About this exercise>
Copy out the entire text on coping with the pandemic's new normal word for word.

======== Text under study

Phone, wallet, keys.. sh*t, my mask.
It may look like people and things around us are returning to normal,but it is okay to be feeling indifferent, confused, withdrawn, or just ‘different’ about this new normal we are all experiencing.
There is so much uncertainty around us.
- We are mourning the loss of our past life
- We are unsure what our future looks like
- We may still be afraid of getting sick
Our schools, campuses, or jobs have gone haywire. If we have returned to work, we are returning under abnormal and sometimes just weird conditions. We may have seen our close co-workers be unable to return to work due to layoffs or continuing to deal with the pandemic at home.
We also may be feeling bad for asking ourselves questions that feel insensitive to other changes in the world; will I ever be able to return to the office? Will I ever be able to fly again? Will I ever be able to go out without a mask?
What is next?
What is the next rule, the next working condition, the next standard, the next normal that we are expected to effortlessly adjust to?
What do we do with all of these questions and unknowns?
Control what we can: we may not be able to control the rules and regulations around us, but we are still able to make a choice about the situations we put ourselves in. We can find places, people, and activities that we feel comfortable with. There is still joy and comfort to be had, even if we need to look a little further for it right now.
Be okay with being different: if your comfort level or your ‘normal’ looks and feels differently than those around you, be okay with that. We all come from different backgrounds, carry different weights, are responsible for different things; it is only to be expected that we are all comfortable with different levels of socializing, returning to normal quickly or gradually, or feeling differently about the changes being put in place. We were not the same before the pandemic, we will not all be the same after the pandemic.

================
======== Available data

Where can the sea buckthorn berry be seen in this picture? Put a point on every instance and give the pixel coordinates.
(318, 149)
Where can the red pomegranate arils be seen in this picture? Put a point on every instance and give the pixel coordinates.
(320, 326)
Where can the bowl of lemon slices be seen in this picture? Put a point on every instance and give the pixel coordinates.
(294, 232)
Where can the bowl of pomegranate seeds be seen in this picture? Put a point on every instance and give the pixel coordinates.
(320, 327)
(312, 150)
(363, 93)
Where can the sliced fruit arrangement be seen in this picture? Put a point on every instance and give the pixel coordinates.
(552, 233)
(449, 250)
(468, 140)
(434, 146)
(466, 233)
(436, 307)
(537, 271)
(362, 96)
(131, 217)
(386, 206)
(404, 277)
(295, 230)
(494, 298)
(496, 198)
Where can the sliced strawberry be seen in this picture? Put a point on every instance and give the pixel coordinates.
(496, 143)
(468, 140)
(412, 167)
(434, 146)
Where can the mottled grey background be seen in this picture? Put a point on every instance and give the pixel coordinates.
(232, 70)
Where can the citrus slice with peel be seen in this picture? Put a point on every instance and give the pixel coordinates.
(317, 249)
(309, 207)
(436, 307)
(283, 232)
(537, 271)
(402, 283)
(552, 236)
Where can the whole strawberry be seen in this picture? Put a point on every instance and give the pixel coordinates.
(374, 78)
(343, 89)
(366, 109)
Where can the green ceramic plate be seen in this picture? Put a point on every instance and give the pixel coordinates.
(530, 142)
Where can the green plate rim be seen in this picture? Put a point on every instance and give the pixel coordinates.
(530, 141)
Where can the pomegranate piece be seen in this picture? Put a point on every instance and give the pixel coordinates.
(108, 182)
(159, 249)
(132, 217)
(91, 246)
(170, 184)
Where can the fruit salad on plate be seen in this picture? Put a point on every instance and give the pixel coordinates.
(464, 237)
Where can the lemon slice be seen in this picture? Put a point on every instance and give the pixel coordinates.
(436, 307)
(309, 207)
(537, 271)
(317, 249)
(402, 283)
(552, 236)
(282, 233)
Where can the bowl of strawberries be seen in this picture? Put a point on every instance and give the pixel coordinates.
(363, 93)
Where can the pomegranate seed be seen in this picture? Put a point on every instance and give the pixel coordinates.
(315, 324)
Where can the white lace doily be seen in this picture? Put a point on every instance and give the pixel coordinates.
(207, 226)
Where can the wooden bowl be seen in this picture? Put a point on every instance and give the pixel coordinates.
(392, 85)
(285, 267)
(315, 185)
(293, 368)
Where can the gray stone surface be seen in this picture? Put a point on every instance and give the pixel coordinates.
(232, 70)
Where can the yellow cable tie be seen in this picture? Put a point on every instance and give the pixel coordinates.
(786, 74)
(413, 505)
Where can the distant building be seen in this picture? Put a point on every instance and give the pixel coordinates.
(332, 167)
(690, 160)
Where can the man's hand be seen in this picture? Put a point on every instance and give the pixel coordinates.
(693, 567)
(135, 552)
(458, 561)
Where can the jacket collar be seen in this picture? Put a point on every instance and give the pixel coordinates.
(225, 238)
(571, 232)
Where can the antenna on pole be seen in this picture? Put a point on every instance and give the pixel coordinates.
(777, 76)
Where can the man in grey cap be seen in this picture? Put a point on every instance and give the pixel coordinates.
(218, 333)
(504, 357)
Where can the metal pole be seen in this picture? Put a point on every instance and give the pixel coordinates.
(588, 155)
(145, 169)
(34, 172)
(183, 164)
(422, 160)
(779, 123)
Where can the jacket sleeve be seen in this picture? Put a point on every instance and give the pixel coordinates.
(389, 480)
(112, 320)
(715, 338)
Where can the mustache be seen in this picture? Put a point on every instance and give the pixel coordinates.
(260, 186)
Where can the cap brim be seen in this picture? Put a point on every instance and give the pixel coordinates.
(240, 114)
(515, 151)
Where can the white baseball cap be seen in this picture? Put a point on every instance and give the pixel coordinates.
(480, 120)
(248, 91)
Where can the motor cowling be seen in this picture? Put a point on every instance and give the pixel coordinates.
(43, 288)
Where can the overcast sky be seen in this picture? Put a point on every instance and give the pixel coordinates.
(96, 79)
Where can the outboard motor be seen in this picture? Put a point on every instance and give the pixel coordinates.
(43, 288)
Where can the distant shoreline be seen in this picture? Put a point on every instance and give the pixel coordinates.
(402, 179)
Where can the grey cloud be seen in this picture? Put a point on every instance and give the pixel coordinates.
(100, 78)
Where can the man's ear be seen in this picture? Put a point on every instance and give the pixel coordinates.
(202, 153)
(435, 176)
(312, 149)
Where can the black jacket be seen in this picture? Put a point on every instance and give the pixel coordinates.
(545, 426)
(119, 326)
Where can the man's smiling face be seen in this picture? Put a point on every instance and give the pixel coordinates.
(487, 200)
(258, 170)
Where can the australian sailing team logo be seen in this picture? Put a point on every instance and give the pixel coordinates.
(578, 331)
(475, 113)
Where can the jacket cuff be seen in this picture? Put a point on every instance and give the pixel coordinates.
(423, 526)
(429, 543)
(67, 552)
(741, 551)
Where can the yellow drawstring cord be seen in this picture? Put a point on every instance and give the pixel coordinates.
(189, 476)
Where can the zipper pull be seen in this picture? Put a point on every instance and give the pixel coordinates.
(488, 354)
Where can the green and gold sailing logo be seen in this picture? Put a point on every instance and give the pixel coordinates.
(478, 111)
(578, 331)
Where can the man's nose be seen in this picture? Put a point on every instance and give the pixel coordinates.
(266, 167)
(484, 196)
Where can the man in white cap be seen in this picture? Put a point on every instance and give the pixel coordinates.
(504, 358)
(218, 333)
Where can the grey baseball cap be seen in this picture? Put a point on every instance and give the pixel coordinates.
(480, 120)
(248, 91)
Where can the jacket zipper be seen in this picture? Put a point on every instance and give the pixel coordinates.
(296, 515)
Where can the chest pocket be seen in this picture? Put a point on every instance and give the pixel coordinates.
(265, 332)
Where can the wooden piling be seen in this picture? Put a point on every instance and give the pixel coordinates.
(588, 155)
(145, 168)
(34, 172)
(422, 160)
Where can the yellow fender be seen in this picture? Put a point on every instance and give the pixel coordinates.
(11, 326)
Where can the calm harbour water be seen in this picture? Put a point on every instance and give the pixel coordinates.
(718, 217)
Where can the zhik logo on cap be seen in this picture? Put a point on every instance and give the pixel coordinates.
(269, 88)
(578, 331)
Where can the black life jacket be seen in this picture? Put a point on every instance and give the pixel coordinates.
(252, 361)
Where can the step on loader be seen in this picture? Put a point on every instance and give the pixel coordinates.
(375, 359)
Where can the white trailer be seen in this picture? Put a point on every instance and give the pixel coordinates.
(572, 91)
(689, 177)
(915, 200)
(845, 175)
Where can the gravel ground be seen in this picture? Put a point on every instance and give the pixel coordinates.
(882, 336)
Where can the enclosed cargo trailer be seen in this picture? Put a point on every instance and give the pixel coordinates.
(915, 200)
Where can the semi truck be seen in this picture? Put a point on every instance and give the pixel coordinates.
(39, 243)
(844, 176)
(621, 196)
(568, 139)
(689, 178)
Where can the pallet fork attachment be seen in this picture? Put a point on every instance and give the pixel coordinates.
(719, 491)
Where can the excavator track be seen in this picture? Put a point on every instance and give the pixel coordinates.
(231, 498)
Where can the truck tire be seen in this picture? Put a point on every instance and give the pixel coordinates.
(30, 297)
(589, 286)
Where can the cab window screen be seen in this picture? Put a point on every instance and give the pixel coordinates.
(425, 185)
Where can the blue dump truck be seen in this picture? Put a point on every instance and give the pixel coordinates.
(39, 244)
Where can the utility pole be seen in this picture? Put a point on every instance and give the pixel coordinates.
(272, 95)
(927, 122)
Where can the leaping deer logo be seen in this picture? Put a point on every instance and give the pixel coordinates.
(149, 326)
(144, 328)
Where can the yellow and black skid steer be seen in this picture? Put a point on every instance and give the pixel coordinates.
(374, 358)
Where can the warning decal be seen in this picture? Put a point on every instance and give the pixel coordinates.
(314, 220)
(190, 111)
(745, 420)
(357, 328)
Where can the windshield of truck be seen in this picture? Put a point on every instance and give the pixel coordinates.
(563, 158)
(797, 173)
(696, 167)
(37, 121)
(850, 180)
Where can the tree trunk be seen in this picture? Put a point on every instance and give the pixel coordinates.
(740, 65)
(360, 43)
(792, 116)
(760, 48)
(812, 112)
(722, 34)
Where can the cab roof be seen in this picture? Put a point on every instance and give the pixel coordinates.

================

Problem solution>
Phone, wallet, keys.. sh*t, my mask.
It may look like people and things around us are returning to normal,but it is okay to be feeling indifferent, confused, withdrawn, or just ‘different’ about this new normal we are all experiencing.
There is so much uncertainty around us.
- We are mourning the loss of our past life
- We are unsure what our future looks like
- We may still be afraid of getting sick
Our schools, campuses, or jobs have gone haywire. If we have returned to work, we are returning under abnormal and sometimes just weird conditions. We may have seen our close co-workers be unable to return to work due to layoffs or continuing to deal with the pandemic at home.
We also may be feeling bad for asking ourselves questions that feel insensitive to other changes in the world; will I ever be able to return to the office? Will I ever be able to fly again? Will I ever be able to go out without a mask?
What is next?
What is the next rule, the next working condition, the next standard, the next normal that we are expected to effortlessly adjust to?
What do we do with all of these questions and unknowns?
Control what we can: we may not be able to control the rules and regulations around us, but we are still able to make a choice about the situations we put ourselves in. We can find places, people, and activities that we feel comfortable with. There is still joy and comfort to be had, even if we need to look a little further for it right now.
Be okay with being different: if your comfort level or your ‘normal’ looks and feels differently than those around you, be okay with that. We all come from different backgrounds, carry different weights, are responsible for different things; it is only to be expected that we are all comfortable with different levels of socializing, returning to normal quickly or gradually, or feeling differently about the changes being put in place. We were not the same before the pandemic, we will not all be the same after the pandemic.